[Records from a data collection]
+ + + + +

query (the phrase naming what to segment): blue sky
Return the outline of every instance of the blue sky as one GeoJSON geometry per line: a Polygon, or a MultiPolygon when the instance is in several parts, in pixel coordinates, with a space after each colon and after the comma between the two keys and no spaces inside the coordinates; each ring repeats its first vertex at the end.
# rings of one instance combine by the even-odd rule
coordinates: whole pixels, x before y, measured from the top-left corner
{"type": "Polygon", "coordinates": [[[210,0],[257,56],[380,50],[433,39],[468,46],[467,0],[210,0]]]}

+ + + + +

Task instructions –
Would you give the data above again, exactly as written?

Result for this exercise –
query (the phrase naming what to segment): blue sky
Return the outline of every instance of the blue sky as one GeoJSON geometry per line: a Polygon, or a MultiPolygon when the instance is in several parts, in pixel coordinates, with a space after each colon and after the comma between the two keys and no spaces inside the coordinates; each ring repeats its first vertex at the end.
# rings of one instance combine by the even-odd rule
coordinates: whole pixels, x before y, measured from the top-left corner
{"type": "Polygon", "coordinates": [[[210,0],[257,56],[380,50],[433,39],[468,46],[467,0],[210,0]]]}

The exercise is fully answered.